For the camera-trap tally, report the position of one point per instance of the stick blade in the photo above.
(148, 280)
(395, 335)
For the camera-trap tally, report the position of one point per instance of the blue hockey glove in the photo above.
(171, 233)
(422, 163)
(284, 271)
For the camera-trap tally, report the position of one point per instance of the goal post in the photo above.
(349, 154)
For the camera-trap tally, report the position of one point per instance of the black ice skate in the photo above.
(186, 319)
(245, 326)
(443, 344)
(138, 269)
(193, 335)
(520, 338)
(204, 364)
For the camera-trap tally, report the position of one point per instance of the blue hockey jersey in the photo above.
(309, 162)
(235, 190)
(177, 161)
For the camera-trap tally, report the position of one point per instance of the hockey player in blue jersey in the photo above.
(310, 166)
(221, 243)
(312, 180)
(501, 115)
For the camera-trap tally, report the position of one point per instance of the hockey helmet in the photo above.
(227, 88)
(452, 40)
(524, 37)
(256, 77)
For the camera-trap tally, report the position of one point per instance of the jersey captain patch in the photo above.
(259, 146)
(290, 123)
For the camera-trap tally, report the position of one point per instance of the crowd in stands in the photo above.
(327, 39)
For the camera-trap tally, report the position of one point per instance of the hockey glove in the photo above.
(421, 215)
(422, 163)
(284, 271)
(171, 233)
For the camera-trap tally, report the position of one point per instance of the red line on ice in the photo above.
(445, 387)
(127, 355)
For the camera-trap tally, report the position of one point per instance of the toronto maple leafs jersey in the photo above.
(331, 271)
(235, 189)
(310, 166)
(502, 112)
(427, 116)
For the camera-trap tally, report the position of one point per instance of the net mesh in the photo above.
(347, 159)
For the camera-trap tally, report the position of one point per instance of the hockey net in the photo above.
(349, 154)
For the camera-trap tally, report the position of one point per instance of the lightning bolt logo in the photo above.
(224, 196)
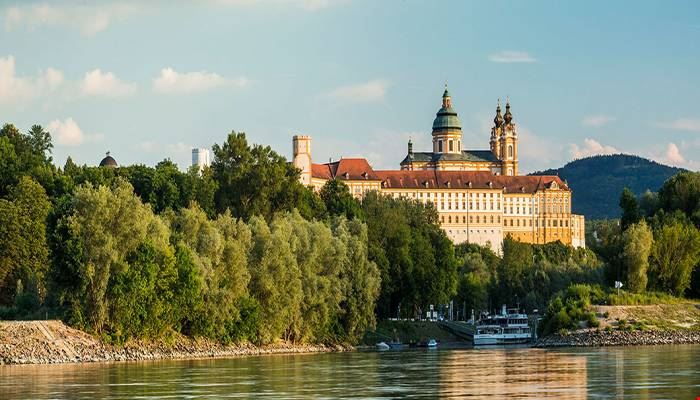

□ □ □ □ □

- **SET EXERCISE**
Write out all of the material above word for word, leaving out the picture.

- **TASK RESPONSE**
For the camera-trap tally, report the position of one point per instance of the stick blade in the photo above.
(148, 280)
(395, 335)
For the camera-trap tally, report the position of one point per instance of the blue hockey glove in the photo above.
(171, 233)
(422, 163)
(284, 271)
For the camera-trap tally, report the position of one point per instance of the goal post in the photo above.
(349, 154)
For the camera-trap tally, report the position of one point per instance of the black ice skate in the photo above.
(186, 319)
(245, 326)
(443, 344)
(138, 269)
(193, 335)
(520, 338)
(204, 364)
For the camera-trap tally, report the position of one point per instance of the blue hockey jersey in the photo above.
(309, 162)
(235, 190)
(177, 161)
For the camera-trap tally, report the position of one point per instance of the hockey player in blue jersey in the photo above.
(310, 166)
(221, 243)
(312, 180)
(501, 115)
For the camera-trap tally, report the position of one point per instance of the hockey helmet in the photo above.
(227, 88)
(452, 40)
(524, 37)
(256, 77)
For the camera-trap tally, report the position of one point per instance of the jersey captain patch in the photo above.
(259, 146)
(290, 123)
For the camera-trap tally, report the position of one point per instance of the crowd in stands in the photo above.
(327, 39)
For the camera-trap tally, report the position of one point per instance of the hockey glove in the photo above.
(421, 215)
(422, 163)
(284, 271)
(171, 233)
For the camera-trap tally, report the position of one point per instance of the red line on ice in the photo above.
(445, 387)
(127, 355)
For the camera-trap tally, report the position of one point per instance of the toronto maple leafs jersey in the photo above.
(331, 271)
(235, 189)
(310, 166)
(502, 112)
(427, 116)
For the camera-trap tally, report the position of one point per instance of the net mesh in the photo above.
(347, 159)
For the camera-trap tally, report the position of one point per instance of the hockey net in the photo above.
(349, 154)
For the camera-trap tally, report the position of one point per instance of the lightning bolt logo in the photo above.
(224, 196)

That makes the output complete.